Les projets en matière d’agentique ne se cantonnent pas non plus à l’écosystème Salesforce. Lors de la conférence IMA du 6 novembre sur les agents, Simon Giraudy témoignait ainsi de l’utilisation de la solution Dialogue d’Illuin Technology sur le domaine des serveurs vocaux interactifs.
L’application repose sur une architecture agnostique vis-à-vis des modèles de langage sous-jacents. Une caractéristique considérée comme un atout pour ne pas être « enfermé » dans une technologie et s’adapter au rythme effréné du marché de l’IA.
La solution conçue par Bouygues Telecom (en combinant Dialogue, Genesys Cloud, uh!live et Voxygen) est partie d’un prototype basé sur un LLM OpenAI, avant de basculer sur Gemini (Google) pour la mise en production.
Un service vocal conciliant automatisation et satisfaction
L’agent conversationnel vocal déployé a démontré des capacités fonctionnelles avancées. Il est capable de comprendre et de traiter plusieurs requêtes distinctes au sein d’une même conversation. Lors d’une démonstration, celui-ci a pu identifier une question sur la facture, une demande d’information pour un voyage et un signalement de problème de wifi.
En ce sens, l’agent se connecte directement aux systèmes d’information de Bouygues Telecom pour fournir des réponses précises et personnalisées.
Pour optimiser les temps de réponse – un paramètre critique sur un service vocal –, il est impératif de privilégier une architecture performante, prévient Robert Vesoul, CEO d’Illuin. Cela se traduit par l’utilisation de techniques de Retrieval-Augmented Generation (RAG) « assez simplifiées » et de connexions directes via des API aux systèmes d’information.
Les architectures plus complexes sont à réserver au canal « chat », qui tolère une latence plus élevée. Simon Giraudy fait état d’une déviation des appels vers l’agent vocal plus de deux fois supérieure à celle mesurée avec la solution précédente de SVI. Et ce, tout en bonifiant la satisfaction client. Les résultats ont été obtenus sur des flux de production réels et à grande échelle depuis juillet 2025.

### Consignes
[1] Reformulez plus brièvement le paragraphe du texte sur l’agent vocal de Bouygues Telecom qui commence par « Pour optimiser les temps de réponse », en conservant l’essentiel des faits.
[2] Prolongez le texte sur l’agent vocal de Bouygues Telecom à la suite de sa dernière phrase.

### Entrées fournies
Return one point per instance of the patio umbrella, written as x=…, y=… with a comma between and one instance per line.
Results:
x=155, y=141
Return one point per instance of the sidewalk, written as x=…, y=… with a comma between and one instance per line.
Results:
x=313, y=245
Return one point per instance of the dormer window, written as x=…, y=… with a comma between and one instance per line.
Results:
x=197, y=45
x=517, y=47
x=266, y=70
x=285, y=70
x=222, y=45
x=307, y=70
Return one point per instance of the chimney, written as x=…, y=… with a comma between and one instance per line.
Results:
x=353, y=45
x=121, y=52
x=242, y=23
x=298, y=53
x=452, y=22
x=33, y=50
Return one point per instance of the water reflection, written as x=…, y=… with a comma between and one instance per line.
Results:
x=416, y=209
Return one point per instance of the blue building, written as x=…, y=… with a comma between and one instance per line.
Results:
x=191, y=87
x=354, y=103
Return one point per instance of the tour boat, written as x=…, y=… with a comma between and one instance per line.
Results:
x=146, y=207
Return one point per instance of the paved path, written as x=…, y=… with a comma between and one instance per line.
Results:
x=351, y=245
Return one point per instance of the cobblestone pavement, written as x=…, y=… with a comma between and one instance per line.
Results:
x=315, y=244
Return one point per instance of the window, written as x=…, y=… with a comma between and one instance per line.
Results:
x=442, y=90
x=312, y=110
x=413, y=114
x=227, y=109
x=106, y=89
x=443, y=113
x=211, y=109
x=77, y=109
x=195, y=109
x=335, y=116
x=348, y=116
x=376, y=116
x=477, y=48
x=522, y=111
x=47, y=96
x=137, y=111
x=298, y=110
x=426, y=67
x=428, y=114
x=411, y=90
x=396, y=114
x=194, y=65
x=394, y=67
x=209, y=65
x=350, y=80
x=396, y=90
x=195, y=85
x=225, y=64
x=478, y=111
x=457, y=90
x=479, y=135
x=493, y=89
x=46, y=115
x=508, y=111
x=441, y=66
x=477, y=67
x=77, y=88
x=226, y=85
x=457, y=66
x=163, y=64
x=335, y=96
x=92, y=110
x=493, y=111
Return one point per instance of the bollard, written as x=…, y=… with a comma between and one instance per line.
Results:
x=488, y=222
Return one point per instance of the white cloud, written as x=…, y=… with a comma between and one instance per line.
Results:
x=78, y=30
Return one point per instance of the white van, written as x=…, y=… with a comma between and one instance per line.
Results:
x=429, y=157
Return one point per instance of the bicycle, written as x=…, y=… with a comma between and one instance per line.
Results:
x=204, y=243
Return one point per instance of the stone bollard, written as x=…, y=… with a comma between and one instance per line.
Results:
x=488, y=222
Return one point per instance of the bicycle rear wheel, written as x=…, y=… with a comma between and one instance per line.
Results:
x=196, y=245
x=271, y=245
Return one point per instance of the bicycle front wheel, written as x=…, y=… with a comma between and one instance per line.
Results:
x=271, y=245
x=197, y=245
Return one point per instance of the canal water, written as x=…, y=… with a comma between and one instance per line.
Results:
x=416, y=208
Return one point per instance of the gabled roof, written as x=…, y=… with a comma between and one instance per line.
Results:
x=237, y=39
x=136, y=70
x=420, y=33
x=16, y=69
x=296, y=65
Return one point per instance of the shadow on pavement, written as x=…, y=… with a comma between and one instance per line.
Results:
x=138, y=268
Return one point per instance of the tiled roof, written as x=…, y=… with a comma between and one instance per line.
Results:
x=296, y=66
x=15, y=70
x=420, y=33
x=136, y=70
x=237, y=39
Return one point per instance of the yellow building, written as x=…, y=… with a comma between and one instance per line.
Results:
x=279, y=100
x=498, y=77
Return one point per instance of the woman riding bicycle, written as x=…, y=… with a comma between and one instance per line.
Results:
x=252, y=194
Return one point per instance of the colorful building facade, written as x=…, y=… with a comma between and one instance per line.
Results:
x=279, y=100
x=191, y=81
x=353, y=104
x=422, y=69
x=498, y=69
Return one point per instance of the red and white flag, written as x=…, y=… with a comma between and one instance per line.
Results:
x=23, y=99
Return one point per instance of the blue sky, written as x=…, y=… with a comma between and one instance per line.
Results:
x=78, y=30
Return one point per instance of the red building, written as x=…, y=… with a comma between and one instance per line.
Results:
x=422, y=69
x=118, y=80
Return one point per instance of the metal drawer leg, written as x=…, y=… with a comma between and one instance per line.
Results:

### Réponses par consigne
[1] Selon Robert Vesoul, CEO d’Illuin, un service vocal exige une architecture performante, car les temps de réponse y sont critiques. Cette architecture s’appuie sur des techniques de Retrieval-Augmented Generation (RAG) « assez simplifiées » et sur des connexions directes par API aux systèmes d’information.

[2]
Là encore, le projet a suivi un calendrier accéléré : préétudes en février/mars, deux mois de réalisation intensive, et une mise en production dès le début du mois de juillet. Cette approche est présentée comme un moyen de concrétiser rapidement la valeur et d’ajuster la solution en se basant sur des données réelles.
Les prochaines évolutions s’orientent déjà vers une spécialisation accrue. Il est envisagé de le segmenter en « sous-agents » experts, dédiés à des tâches spécifiques comme l’explication détaillée, la proposition d’offres commerciales (upselling) ou encore la gestion des demandes de remise.
La création de valeur comme boussole
La performance des projets d’IA n’est pas mesurée sous le seul prisme de la réduction des coûts. La vision de Bouygues Telecom est celle d’une création de valeur globale, en particulier grâce à la montée en gamme et à la vente croisée.
L’interface des conseillers est décomposée en différents onglets pour les guider dans les interactions avec les clients. Et ainsi pousser les bons produits, potentiellement via un moteur de recommandation.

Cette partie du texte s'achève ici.